* _WORK TO COMPLETE_
Starting at the line that contains "wearing sunglasses on" and stopping after the line that contains "1039;126;1161;425", rewrite those lines with "Examine" swapped for "Inspect" and nothing else changed.

========================

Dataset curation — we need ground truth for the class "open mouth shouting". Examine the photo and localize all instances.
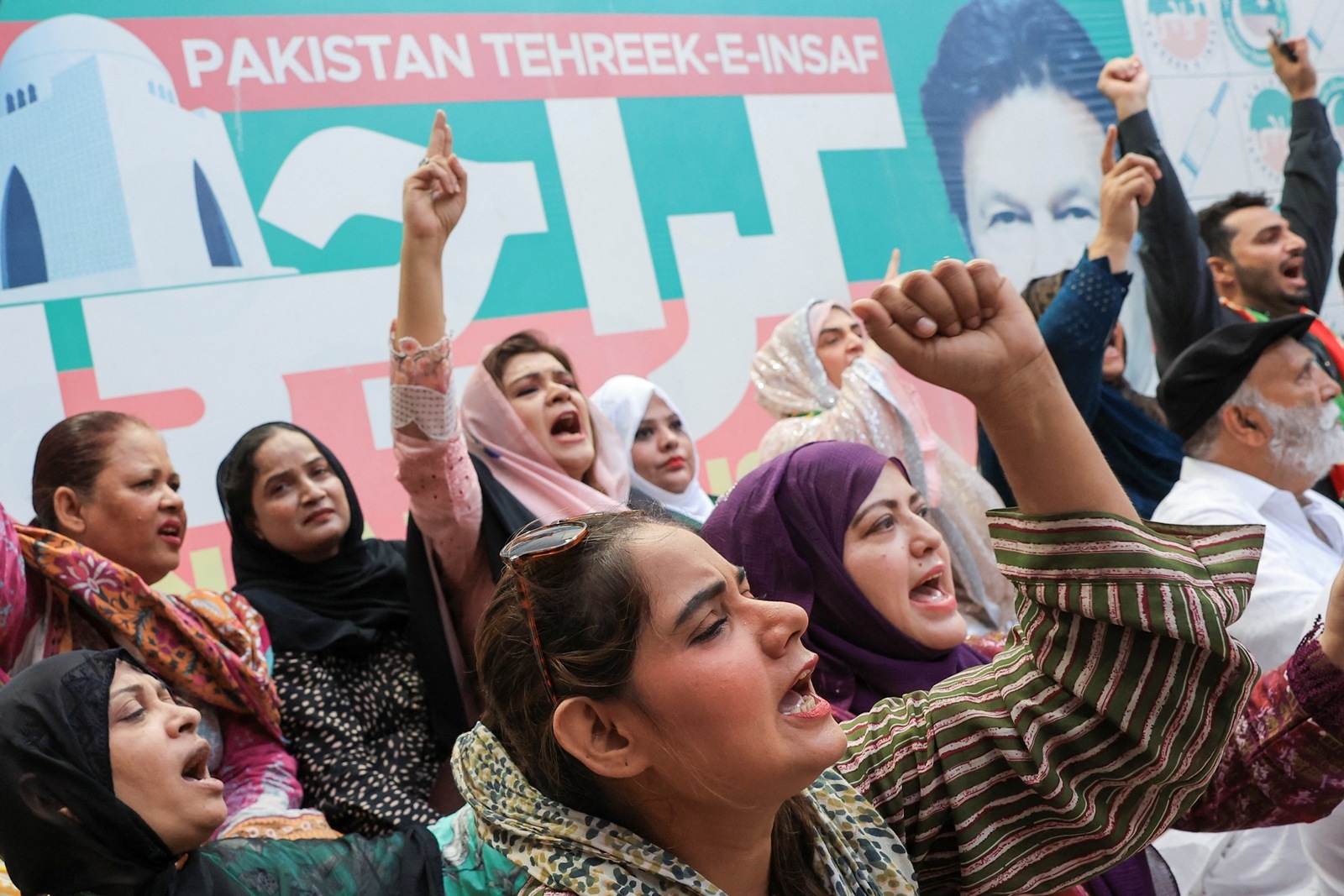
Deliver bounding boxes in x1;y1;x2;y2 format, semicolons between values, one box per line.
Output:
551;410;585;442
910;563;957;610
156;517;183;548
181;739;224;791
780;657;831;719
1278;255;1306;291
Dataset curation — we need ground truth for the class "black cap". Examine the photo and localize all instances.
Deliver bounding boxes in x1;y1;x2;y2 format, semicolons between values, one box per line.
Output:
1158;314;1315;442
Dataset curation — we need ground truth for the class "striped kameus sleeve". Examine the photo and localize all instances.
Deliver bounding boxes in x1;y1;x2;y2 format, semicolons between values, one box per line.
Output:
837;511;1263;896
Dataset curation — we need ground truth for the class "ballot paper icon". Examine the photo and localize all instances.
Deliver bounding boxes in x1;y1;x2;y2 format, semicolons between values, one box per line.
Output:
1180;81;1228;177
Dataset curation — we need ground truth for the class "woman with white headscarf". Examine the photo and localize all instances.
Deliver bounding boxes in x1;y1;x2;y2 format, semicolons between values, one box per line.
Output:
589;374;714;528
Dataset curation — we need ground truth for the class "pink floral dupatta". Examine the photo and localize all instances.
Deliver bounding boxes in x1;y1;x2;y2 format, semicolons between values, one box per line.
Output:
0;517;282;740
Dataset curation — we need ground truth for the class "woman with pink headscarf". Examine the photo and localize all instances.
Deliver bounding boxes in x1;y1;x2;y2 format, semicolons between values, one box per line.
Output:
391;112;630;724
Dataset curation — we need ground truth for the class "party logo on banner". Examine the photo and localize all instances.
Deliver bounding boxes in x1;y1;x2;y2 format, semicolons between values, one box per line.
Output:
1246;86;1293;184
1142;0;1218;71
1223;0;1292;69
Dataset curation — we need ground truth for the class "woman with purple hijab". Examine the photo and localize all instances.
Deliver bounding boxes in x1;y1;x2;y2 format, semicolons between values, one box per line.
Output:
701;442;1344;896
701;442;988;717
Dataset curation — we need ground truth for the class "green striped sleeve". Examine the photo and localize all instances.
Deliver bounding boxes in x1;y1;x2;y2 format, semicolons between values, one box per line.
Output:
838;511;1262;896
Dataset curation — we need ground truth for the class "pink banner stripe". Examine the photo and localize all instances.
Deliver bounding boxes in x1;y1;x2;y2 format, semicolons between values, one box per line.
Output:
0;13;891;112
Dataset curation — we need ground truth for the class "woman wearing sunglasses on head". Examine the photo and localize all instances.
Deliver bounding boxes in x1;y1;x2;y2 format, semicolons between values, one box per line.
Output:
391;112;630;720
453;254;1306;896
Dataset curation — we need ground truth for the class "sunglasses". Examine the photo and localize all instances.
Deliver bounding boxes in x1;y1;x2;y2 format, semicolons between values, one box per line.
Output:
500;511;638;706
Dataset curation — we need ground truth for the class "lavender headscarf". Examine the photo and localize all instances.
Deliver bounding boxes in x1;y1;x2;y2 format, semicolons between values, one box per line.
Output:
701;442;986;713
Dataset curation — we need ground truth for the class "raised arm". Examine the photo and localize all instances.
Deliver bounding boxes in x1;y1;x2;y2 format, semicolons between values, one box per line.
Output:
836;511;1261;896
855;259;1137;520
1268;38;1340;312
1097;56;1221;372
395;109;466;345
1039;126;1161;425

========================

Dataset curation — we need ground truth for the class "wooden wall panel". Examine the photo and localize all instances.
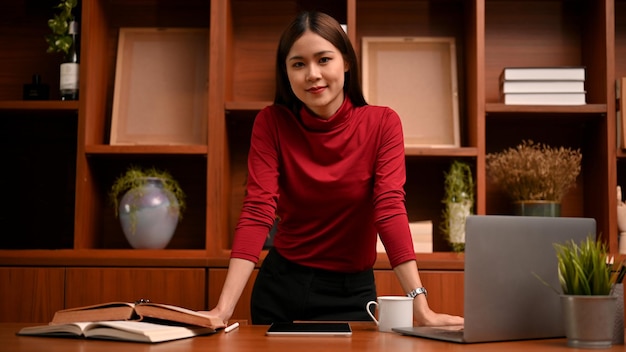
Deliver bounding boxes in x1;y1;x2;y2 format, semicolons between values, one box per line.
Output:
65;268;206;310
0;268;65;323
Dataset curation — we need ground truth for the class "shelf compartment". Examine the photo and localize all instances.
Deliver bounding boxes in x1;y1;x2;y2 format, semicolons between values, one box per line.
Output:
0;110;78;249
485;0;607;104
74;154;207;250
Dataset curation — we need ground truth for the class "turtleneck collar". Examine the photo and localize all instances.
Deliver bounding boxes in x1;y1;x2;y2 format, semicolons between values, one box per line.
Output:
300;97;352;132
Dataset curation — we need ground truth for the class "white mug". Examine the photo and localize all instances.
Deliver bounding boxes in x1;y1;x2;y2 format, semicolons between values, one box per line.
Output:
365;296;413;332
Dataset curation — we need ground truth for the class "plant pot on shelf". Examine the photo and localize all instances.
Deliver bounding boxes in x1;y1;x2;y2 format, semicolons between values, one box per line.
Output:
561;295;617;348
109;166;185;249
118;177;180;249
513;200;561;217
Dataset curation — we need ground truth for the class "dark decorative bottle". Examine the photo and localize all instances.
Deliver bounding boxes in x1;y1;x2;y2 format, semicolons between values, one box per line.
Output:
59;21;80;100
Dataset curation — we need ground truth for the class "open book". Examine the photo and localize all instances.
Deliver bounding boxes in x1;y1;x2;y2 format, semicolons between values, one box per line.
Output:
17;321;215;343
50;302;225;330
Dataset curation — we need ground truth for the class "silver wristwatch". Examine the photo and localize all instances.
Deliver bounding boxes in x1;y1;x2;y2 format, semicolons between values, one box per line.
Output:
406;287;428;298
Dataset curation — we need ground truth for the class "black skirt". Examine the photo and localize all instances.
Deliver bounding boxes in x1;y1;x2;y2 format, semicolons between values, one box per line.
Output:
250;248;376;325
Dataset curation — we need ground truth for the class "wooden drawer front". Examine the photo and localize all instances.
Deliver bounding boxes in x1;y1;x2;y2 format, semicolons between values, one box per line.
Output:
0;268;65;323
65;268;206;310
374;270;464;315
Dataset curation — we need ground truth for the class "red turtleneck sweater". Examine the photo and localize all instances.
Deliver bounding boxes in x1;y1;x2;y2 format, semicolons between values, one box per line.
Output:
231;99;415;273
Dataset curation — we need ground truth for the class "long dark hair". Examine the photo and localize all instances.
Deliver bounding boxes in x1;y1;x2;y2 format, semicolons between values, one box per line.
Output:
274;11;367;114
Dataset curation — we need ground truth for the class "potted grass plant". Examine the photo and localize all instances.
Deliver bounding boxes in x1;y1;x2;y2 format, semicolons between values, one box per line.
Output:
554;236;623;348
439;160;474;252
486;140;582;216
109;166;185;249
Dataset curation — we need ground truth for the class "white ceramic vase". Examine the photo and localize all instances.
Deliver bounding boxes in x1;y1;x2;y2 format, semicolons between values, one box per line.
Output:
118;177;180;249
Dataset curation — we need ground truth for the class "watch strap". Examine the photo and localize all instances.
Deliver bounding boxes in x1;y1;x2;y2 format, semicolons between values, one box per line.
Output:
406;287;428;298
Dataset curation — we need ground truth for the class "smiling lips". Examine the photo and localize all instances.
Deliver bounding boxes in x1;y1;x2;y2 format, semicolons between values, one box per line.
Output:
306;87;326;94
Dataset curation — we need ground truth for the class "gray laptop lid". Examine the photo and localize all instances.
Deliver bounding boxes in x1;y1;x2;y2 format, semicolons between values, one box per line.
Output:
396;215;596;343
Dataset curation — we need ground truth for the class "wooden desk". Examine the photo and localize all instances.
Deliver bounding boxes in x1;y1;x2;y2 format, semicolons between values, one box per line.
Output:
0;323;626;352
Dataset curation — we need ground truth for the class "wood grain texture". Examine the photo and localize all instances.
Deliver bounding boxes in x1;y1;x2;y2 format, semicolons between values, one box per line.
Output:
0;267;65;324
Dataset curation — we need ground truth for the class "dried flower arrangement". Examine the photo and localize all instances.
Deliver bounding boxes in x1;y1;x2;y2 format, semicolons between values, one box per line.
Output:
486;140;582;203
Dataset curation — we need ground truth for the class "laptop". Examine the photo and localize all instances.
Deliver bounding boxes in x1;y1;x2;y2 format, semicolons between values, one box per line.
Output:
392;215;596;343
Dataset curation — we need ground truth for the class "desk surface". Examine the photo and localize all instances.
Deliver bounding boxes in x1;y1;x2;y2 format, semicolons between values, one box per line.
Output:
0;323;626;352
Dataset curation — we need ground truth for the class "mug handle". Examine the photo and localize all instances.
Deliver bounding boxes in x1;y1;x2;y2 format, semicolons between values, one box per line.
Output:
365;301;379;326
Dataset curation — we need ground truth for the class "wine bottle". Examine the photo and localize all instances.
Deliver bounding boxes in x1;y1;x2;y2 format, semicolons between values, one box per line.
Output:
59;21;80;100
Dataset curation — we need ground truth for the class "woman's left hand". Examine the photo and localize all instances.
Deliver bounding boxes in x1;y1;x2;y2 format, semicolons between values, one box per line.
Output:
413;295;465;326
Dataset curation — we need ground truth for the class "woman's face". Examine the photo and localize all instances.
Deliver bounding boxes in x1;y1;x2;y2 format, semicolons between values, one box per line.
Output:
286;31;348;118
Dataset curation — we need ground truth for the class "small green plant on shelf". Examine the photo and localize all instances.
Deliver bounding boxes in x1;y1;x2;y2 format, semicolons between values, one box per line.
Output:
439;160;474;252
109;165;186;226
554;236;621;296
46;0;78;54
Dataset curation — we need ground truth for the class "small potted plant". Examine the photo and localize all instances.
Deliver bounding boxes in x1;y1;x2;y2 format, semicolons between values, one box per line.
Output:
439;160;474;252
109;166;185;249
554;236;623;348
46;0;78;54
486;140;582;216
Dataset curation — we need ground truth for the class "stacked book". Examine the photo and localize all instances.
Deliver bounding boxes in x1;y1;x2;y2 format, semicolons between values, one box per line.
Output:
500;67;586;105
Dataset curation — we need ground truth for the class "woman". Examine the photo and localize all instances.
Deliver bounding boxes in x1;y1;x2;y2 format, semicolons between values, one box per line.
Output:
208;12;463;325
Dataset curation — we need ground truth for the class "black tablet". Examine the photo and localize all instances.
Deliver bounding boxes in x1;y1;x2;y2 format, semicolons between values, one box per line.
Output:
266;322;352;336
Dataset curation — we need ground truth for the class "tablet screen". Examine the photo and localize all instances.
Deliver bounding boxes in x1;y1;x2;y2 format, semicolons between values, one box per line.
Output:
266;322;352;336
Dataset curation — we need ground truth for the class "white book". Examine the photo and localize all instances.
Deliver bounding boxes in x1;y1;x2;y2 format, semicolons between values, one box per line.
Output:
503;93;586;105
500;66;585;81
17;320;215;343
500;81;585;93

========================

* _FINAL RESULT_
Dataset curation — we need ground truth for the class "woman wearing sunglasses on head". Inspect the photo and localize all instances.
Deliver bounding boxes in x1;y1;x2;y2 format, semicolons between values, one box per line.
Output:
391;112;630;720
453;254;1306;896
Dataset curation — we need ground truth for the class "sunglasses". Inspect the photo and localize all instances.
Deliver bounding boxes in x1;y1;x2;y2 format, semicolons between values, one box per line.
Output:
500;511;638;706
Dataset curation — we need ground truth for the class "lavender headscarf". Inspect the photo and localize all instances.
Deliver bounding boxes in x1;y1;x2;y2 format, semicolons between values, one box per line.
Output:
701;442;986;713
Dataset curation — we need ground truth for the class "raised arm". Inspect the photo and localize all instances.
Deliver bounding boxes in x1;y1;x2;y2 format, semicolons between values, one box per line.
Output:
836;511;1261;896
855;259;1137;520
1268;38;1340;312
1097;56;1221;372
395;109;466;345
1039;126;1161;425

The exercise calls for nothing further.